- About this exercise -
Find the line with "Objective — one point per instance of the concrete" in the entries below, then reproduce it and every line after it down to and including the line with "Objective — one point per instance of the gray siding", exactly.

- Supplied material -
*-*-*

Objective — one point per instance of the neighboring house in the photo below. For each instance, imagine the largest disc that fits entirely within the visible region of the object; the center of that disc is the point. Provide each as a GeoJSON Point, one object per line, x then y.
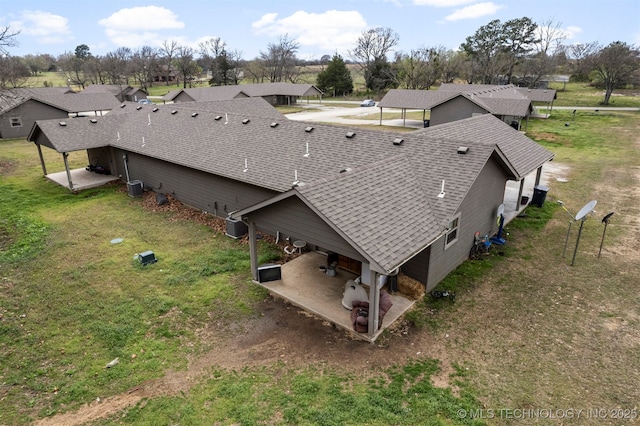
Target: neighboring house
{"type": "Point", "coordinates": [389, 202]}
{"type": "Point", "coordinates": [122, 92]}
{"type": "Point", "coordinates": [274, 93]}
{"type": "Point", "coordinates": [20, 108]}
{"type": "Point", "coordinates": [457, 101]}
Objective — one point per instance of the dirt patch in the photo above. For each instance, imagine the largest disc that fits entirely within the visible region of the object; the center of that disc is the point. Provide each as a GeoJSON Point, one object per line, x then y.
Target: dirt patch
{"type": "Point", "coordinates": [499, 328]}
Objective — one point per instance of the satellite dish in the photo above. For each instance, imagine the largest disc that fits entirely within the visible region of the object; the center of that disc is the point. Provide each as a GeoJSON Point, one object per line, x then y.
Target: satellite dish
{"type": "Point", "coordinates": [586, 210]}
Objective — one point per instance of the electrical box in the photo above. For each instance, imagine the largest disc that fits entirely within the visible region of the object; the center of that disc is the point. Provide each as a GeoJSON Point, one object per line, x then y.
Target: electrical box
{"type": "Point", "coordinates": [236, 228]}
{"type": "Point", "coordinates": [135, 188]}
{"type": "Point", "coordinates": [147, 257]}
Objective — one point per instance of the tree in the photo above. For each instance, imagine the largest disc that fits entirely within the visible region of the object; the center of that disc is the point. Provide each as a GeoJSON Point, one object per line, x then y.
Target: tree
{"type": "Point", "coordinates": [14, 72]}
{"type": "Point", "coordinates": [485, 51]}
{"type": "Point", "coordinates": [7, 39]}
{"type": "Point", "coordinates": [372, 48]}
{"type": "Point", "coordinates": [419, 69]}
{"type": "Point", "coordinates": [336, 78]}
{"type": "Point", "coordinates": [614, 66]}
{"type": "Point", "coordinates": [548, 49]}
{"type": "Point", "coordinates": [519, 38]}
{"type": "Point", "coordinates": [186, 65]}
{"type": "Point", "coordinates": [280, 59]}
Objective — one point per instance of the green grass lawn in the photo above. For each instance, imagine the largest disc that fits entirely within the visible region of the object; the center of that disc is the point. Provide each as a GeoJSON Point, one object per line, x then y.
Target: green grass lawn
{"type": "Point", "coordinates": [526, 331]}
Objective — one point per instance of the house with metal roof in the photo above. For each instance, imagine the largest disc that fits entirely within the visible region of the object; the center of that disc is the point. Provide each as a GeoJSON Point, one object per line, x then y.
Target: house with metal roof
{"type": "Point", "coordinates": [122, 92]}
{"type": "Point", "coordinates": [274, 93]}
{"type": "Point", "coordinates": [451, 102]}
{"type": "Point", "coordinates": [20, 108]}
{"type": "Point", "coordinates": [386, 203]}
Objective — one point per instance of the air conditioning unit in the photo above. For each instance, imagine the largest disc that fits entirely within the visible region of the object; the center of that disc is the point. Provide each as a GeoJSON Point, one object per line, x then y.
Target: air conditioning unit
{"type": "Point", "coordinates": [269, 272]}
{"type": "Point", "coordinates": [236, 228]}
{"type": "Point", "coordinates": [135, 188]}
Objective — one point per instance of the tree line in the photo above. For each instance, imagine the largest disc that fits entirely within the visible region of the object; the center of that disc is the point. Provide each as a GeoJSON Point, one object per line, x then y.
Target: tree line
{"type": "Point", "coordinates": [517, 51]}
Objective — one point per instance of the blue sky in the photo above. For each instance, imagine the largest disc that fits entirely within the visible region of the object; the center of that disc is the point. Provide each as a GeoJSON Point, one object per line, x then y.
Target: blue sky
{"type": "Point", "coordinates": [319, 26]}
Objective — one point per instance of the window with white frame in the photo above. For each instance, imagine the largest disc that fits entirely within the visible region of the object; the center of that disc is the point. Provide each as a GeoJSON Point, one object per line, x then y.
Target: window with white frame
{"type": "Point", "coordinates": [452, 232]}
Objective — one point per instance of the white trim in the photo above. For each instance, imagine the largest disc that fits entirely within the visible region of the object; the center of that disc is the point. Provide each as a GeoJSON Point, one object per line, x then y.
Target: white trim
{"type": "Point", "coordinates": [454, 230]}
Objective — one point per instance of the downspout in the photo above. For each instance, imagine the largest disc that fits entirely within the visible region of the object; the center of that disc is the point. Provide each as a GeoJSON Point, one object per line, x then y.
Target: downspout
{"type": "Point", "coordinates": [42, 164]}
{"type": "Point", "coordinates": [65, 156]}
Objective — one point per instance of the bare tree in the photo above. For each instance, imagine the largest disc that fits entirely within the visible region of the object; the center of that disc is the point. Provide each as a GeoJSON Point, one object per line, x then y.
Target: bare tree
{"type": "Point", "coordinates": [615, 65]}
{"type": "Point", "coordinates": [548, 48]}
{"type": "Point", "coordinates": [370, 54]}
{"type": "Point", "coordinates": [186, 65]}
{"type": "Point", "coordinates": [280, 59]}
{"type": "Point", "coordinates": [168, 51]}
{"type": "Point", "coordinates": [419, 69]}
{"type": "Point", "coordinates": [7, 39]}
{"type": "Point", "coordinates": [579, 54]}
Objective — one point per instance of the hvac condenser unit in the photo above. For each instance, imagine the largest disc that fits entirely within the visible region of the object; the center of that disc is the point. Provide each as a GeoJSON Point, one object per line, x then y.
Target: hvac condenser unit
{"type": "Point", "coordinates": [236, 228]}
{"type": "Point", "coordinates": [135, 188]}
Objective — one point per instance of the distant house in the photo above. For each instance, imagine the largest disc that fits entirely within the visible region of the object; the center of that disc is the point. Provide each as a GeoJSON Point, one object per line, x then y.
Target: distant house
{"type": "Point", "coordinates": [386, 203]}
{"type": "Point", "coordinates": [123, 93]}
{"type": "Point", "coordinates": [20, 108]}
{"type": "Point", "coordinates": [274, 93]}
{"type": "Point", "coordinates": [452, 102]}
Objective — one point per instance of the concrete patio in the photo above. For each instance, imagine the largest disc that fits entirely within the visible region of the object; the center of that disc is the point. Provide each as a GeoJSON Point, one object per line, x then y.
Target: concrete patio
{"type": "Point", "coordinates": [304, 285]}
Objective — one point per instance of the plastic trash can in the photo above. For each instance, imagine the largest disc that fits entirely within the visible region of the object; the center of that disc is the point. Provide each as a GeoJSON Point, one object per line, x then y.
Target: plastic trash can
{"type": "Point", "coordinates": [539, 195]}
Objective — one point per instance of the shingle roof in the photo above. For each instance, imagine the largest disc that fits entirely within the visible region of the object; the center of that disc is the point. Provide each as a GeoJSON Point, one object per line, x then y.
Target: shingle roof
{"type": "Point", "coordinates": [402, 211]}
{"type": "Point", "coordinates": [66, 101]}
{"type": "Point", "coordinates": [387, 174]}
{"type": "Point", "coordinates": [215, 93]}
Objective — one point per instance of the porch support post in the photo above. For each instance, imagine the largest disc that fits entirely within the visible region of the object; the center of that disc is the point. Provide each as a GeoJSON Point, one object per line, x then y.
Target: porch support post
{"type": "Point", "coordinates": [538, 175]}
{"type": "Point", "coordinates": [520, 194]}
{"type": "Point", "coordinates": [374, 303]}
{"type": "Point", "coordinates": [253, 250]}
{"type": "Point", "coordinates": [65, 156]}
{"type": "Point", "coordinates": [42, 164]}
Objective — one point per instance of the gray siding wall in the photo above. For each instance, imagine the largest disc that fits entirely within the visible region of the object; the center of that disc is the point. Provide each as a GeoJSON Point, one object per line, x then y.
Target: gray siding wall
{"type": "Point", "coordinates": [478, 213]}
{"type": "Point", "coordinates": [455, 109]}
{"type": "Point", "coordinates": [28, 113]}
{"type": "Point", "coordinates": [294, 219]}
{"type": "Point", "coordinates": [214, 194]}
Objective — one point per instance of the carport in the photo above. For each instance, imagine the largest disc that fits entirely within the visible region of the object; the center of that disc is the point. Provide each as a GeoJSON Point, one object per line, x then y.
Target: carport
{"type": "Point", "coordinates": [305, 286]}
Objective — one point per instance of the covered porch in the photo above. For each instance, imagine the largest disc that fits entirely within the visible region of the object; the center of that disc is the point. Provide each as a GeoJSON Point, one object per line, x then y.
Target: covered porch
{"type": "Point", "coordinates": [303, 284]}
{"type": "Point", "coordinates": [79, 179]}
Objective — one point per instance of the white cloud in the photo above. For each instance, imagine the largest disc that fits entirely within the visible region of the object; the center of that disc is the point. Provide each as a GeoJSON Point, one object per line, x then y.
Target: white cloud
{"type": "Point", "coordinates": [139, 26]}
{"type": "Point", "coordinates": [442, 3]}
{"type": "Point", "coordinates": [474, 11]}
{"type": "Point", "coordinates": [326, 32]}
{"type": "Point", "coordinates": [571, 32]}
{"type": "Point", "coordinates": [46, 27]}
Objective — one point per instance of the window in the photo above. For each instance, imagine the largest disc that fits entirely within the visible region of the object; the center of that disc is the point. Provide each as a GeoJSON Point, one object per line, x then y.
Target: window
{"type": "Point", "coordinates": [452, 233]}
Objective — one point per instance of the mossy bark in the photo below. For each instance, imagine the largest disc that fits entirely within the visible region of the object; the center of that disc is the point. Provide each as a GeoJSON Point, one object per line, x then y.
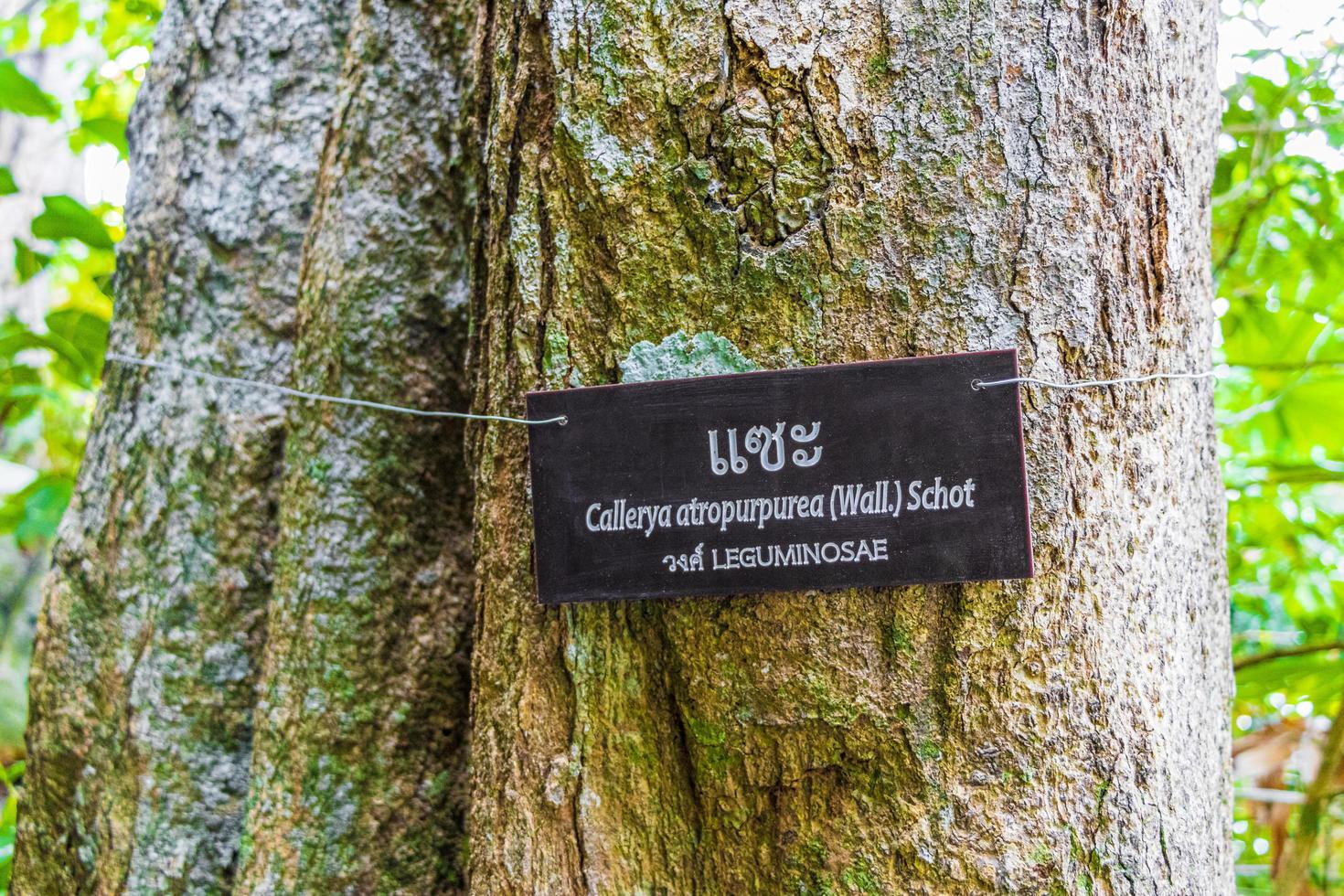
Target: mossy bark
{"type": "Point", "coordinates": [254, 655]}
{"type": "Point", "coordinates": [253, 667]}
{"type": "Point", "coordinates": [835, 182]}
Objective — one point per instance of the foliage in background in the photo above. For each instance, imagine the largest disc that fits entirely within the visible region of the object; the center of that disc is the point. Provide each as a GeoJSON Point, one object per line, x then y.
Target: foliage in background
{"type": "Point", "coordinates": [50, 367]}
{"type": "Point", "coordinates": [1277, 262]}
{"type": "Point", "coordinates": [1278, 269]}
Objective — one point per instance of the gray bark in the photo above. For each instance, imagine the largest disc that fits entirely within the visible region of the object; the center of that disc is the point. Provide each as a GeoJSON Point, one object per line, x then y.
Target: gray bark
{"type": "Point", "coordinates": [253, 656]}
{"type": "Point", "coordinates": [149, 643]}
{"type": "Point", "coordinates": [826, 182]}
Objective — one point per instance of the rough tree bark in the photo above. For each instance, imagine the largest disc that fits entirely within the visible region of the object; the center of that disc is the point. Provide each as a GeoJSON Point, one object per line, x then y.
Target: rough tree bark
{"type": "Point", "coordinates": [831, 182]}
{"type": "Point", "coordinates": [251, 672]}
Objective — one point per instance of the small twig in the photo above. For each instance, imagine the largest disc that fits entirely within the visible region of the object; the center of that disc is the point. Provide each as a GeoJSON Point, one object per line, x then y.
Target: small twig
{"type": "Point", "coordinates": [1297, 859]}
{"type": "Point", "coordinates": [1269, 656]}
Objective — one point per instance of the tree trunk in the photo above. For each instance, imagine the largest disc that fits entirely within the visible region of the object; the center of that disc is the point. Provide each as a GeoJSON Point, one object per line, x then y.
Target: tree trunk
{"type": "Point", "coordinates": [251, 669]}
{"type": "Point", "coordinates": [253, 663]}
{"type": "Point", "coordinates": [828, 182]}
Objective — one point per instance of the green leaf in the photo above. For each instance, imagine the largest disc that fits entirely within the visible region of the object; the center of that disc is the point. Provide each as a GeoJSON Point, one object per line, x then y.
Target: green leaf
{"type": "Point", "coordinates": [19, 94]}
{"type": "Point", "coordinates": [27, 263]}
{"type": "Point", "coordinates": [102, 131]}
{"type": "Point", "coordinates": [59, 22]}
{"type": "Point", "coordinates": [34, 513]}
{"type": "Point", "coordinates": [66, 218]}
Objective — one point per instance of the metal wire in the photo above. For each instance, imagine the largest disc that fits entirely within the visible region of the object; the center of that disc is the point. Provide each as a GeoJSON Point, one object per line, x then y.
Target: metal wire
{"type": "Point", "coordinates": [316, 397]}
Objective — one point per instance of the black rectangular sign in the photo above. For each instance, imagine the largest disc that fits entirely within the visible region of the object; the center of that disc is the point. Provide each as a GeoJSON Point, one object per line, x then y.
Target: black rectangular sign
{"type": "Point", "coordinates": [877, 473]}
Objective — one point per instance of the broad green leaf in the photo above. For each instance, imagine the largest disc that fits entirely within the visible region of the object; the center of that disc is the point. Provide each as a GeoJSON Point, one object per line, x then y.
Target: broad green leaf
{"type": "Point", "coordinates": [66, 218]}
{"type": "Point", "coordinates": [103, 129]}
{"type": "Point", "coordinates": [19, 94]}
{"type": "Point", "coordinates": [27, 262]}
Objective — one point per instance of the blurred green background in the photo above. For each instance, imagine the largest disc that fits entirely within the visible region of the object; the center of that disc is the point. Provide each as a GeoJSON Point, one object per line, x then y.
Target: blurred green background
{"type": "Point", "coordinates": [70, 70]}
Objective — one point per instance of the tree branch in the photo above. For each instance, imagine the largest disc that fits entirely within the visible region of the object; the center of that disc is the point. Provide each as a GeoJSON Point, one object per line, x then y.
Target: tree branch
{"type": "Point", "coordinates": [1269, 656]}
{"type": "Point", "coordinates": [1297, 859]}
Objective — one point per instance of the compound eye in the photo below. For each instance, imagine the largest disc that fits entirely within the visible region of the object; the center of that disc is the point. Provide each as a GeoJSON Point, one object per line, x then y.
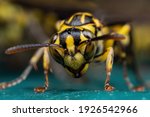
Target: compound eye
{"type": "Point", "coordinates": [87, 34]}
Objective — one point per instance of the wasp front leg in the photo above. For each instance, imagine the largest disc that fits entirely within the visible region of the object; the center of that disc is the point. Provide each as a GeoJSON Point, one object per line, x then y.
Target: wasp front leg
{"type": "Point", "coordinates": [108, 57]}
{"type": "Point", "coordinates": [46, 66]}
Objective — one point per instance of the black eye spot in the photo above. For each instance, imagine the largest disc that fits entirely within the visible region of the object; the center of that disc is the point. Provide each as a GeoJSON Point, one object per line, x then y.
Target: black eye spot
{"type": "Point", "coordinates": [87, 34]}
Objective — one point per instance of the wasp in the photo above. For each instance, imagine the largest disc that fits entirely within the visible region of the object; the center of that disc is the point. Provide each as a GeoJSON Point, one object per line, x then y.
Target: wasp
{"type": "Point", "coordinates": [80, 40]}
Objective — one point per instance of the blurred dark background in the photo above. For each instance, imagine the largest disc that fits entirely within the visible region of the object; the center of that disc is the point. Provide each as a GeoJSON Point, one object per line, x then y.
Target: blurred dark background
{"type": "Point", "coordinates": [33, 21]}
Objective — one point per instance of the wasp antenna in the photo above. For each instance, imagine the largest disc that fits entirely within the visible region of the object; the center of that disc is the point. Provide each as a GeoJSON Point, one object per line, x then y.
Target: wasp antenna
{"type": "Point", "coordinates": [22, 48]}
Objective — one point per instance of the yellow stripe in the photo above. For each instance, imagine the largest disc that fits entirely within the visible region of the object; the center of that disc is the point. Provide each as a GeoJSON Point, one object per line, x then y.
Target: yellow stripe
{"type": "Point", "coordinates": [97, 23]}
{"type": "Point", "coordinates": [70, 44]}
{"type": "Point", "coordinates": [70, 19]}
{"type": "Point", "coordinates": [83, 38]}
{"type": "Point", "coordinates": [89, 27]}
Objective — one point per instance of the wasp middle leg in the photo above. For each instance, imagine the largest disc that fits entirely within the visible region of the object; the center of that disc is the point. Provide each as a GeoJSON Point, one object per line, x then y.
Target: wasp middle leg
{"type": "Point", "coordinates": [107, 56]}
{"type": "Point", "coordinates": [46, 66]}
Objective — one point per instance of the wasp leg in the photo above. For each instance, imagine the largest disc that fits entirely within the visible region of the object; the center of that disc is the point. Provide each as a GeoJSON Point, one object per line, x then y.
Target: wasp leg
{"type": "Point", "coordinates": [128, 82]}
{"type": "Point", "coordinates": [25, 73]}
{"type": "Point", "coordinates": [125, 51]}
{"type": "Point", "coordinates": [46, 66]}
{"type": "Point", "coordinates": [108, 57]}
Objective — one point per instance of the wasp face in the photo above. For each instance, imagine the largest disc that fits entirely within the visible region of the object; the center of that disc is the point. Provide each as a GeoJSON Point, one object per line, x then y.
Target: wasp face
{"type": "Point", "coordinates": [73, 55]}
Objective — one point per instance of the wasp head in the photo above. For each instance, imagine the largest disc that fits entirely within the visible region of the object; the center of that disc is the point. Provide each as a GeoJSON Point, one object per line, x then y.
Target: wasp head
{"type": "Point", "coordinates": [70, 52]}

*-*-*

- Exercise solution -
Objective — one point per instance of the concrete patio in the photo above. For each instance, imagine the largest disc that fits entirely within the visible region of the object; the center of that disc is the point. Provide each as a GeoJSON Point, one object per line, x then y.
Target: concrete patio
{"type": "Point", "coordinates": [304, 285]}
Objective — one point per instance of the plastic trash can in the photo above. For each instance, imagine the largest disc that fits entirely within the visible region of the object; the center of that disc is the point. Provide each as a GeoJSON Point, one object per line, x then y.
Target: plastic trash can
{"type": "Point", "coordinates": [539, 195]}
Objective — one point per instance of the shingle roof in the photo above. For each instance, imagine the largest disc that fits entirely within the visible region of the object; the center of that disc is the point. Provide each as a GeoJSON Point, one object per line, x then y.
Target: shingle roof
{"type": "Point", "coordinates": [402, 211]}
{"type": "Point", "coordinates": [66, 101]}
{"type": "Point", "coordinates": [387, 174]}
{"type": "Point", "coordinates": [215, 93]}
Objective — one point per instance of the porch support post in the photo above. For each instance, imagine the largest disc that fits entirely within the visible region of the object; the center of that disc is the point. Provide each as a GeoJSON Point, one object per line, x then y.
Target: porch support post
{"type": "Point", "coordinates": [538, 175]}
{"type": "Point", "coordinates": [520, 194]}
{"type": "Point", "coordinates": [374, 303]}
{"type": "Point", "coordinates": [253, 250]}
{"type": "Point", "coordinates": [65, 156]}
{"type": "Point", "coordinates": [42, 164]}
Objective — one point per instance of the gray siding wall in the photo above. For each instance, imagine the largest disc that fits entirely within the visible region of the object; the center of that disc is the point. Provide each as a GeoJSON Point, one object per line, x then y.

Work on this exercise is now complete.